Exercise aim
Across the entries that follow, tally every line holding the word "below" and reply with the count alone.

======== Dataset excerpts

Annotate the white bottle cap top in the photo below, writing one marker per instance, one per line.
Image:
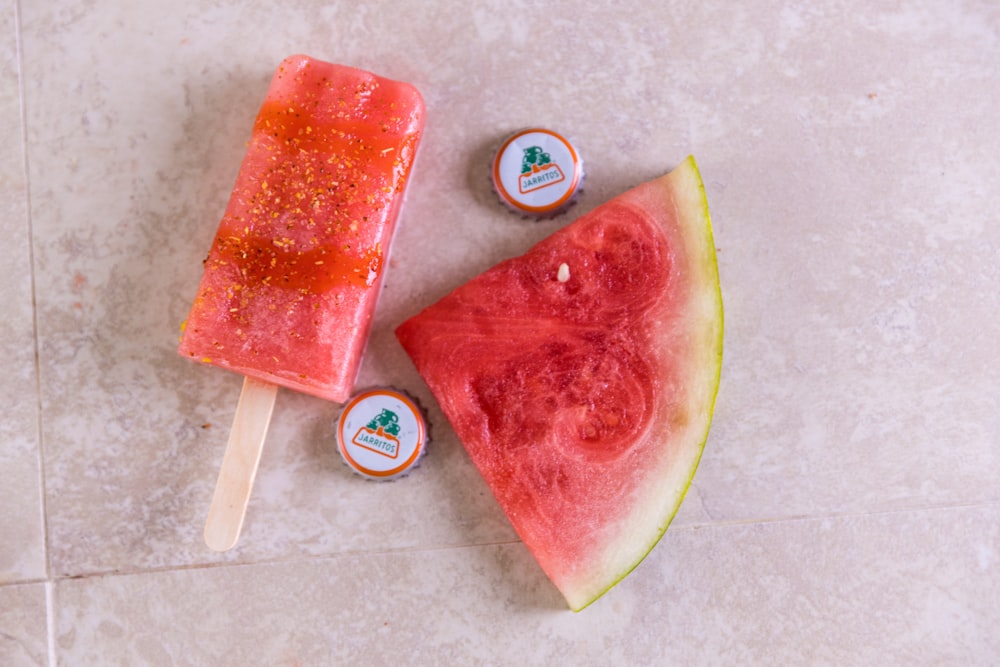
(538, 172)
(381, 434)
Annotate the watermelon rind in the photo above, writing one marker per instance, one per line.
(695, 219)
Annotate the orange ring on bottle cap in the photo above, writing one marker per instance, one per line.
(381, 434)
(537, 171)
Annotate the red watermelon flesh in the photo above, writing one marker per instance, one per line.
(292, 279)
(585, 399)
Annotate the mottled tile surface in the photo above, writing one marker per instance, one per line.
(846, 506)
(923, 590)
(23, 626)
(22, 543)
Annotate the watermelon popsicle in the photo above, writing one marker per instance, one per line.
(293, 275)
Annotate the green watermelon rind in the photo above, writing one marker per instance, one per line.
(695, 189)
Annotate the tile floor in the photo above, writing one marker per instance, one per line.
(846, 510)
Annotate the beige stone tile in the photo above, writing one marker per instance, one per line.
(23, 626)
(22, 542)
(899, 588)
(847, 165)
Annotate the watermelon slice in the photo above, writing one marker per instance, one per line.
(582, 375)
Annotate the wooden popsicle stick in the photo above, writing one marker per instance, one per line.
(239, 464)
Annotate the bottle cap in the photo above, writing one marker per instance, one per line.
(381, 434)
(537, 172)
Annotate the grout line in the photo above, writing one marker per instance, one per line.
(42, 496)
(50, 621)
(306, 558)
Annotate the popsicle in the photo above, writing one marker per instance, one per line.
(293, 275)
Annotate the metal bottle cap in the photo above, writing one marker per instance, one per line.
(381, 434)
(537, 172)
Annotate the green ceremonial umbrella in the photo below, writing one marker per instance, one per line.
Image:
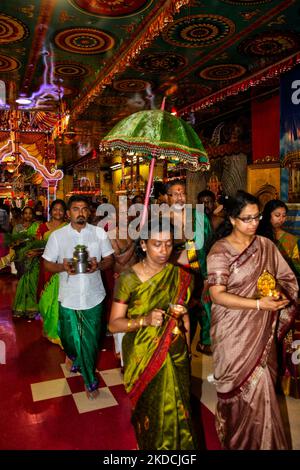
(158, 134)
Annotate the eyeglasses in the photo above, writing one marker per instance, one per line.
(248, 220)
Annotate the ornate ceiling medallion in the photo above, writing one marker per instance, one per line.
(223, 72)
(70, 70)
(111, 8)
(8, 64)
(84, 41)
(270, 43)
(198, 30)
(130, 85)
(11, 30)
(161, 62)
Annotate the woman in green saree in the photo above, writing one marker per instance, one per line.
(25, 302)
(48, 283)
(271, 226)
(156, 345)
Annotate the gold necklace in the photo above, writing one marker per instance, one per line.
(148, 272)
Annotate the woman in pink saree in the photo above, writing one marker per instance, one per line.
(245, 329)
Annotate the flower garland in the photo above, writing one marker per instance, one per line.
(147, 31)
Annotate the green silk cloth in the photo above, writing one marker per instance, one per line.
(48, 303)
(80, 332)
(25, 303)
(203, 232)
(288, 247)
(156, 362)
(49, 309)
(157, 132)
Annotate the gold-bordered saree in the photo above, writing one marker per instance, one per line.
(156, 362)
(244, 345)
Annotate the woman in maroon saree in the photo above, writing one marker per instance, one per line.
(245, 330)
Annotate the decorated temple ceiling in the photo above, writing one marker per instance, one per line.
(103, 60)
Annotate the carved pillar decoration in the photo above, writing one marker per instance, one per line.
(234, 175)
(137, 173)
(195, 182)
(123, 186)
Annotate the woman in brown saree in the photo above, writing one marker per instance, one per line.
(245, 329)
(156, 344)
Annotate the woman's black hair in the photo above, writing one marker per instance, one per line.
(77, 198)
(58, 201)
(265, 227)
(155, 225)
(28, 207)
(233, 207)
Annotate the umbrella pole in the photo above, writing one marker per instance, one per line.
(147, 196)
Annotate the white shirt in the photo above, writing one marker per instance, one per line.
(79, 291)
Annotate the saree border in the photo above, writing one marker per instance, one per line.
(162, 348)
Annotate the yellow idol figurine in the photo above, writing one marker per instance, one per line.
(266, 285)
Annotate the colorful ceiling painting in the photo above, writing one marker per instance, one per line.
(100, 61)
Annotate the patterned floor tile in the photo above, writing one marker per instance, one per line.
(104, 400)
(50, 389)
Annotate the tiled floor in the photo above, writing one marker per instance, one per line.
(44, 406)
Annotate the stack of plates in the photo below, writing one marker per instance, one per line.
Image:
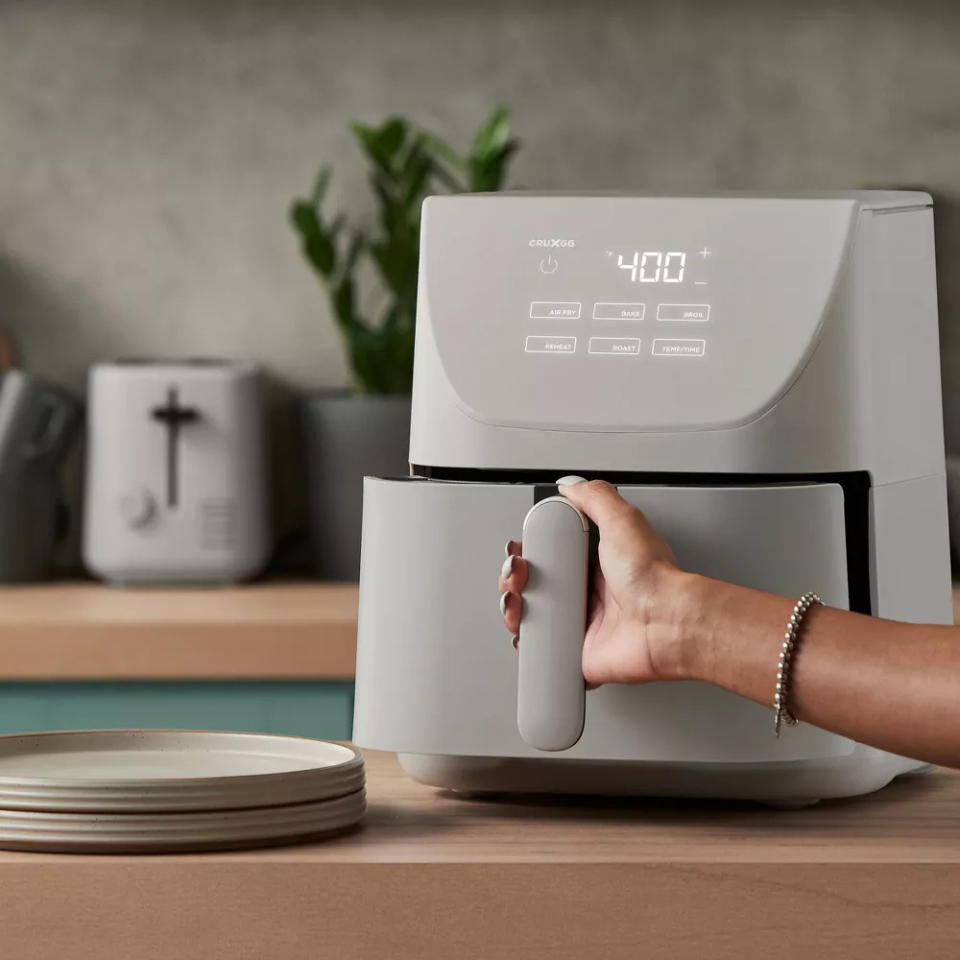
(155, 791)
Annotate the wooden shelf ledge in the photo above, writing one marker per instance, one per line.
(89, 631)
(433, 875)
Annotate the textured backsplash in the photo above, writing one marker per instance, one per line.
(148, 151)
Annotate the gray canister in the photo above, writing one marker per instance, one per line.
(347, 437)
(38, 423)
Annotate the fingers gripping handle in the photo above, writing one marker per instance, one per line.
(550, 689)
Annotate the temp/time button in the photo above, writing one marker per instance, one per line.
(615, 346)
(679, 348)
(555, 310)
(559, 345)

================

Solution to this problem
3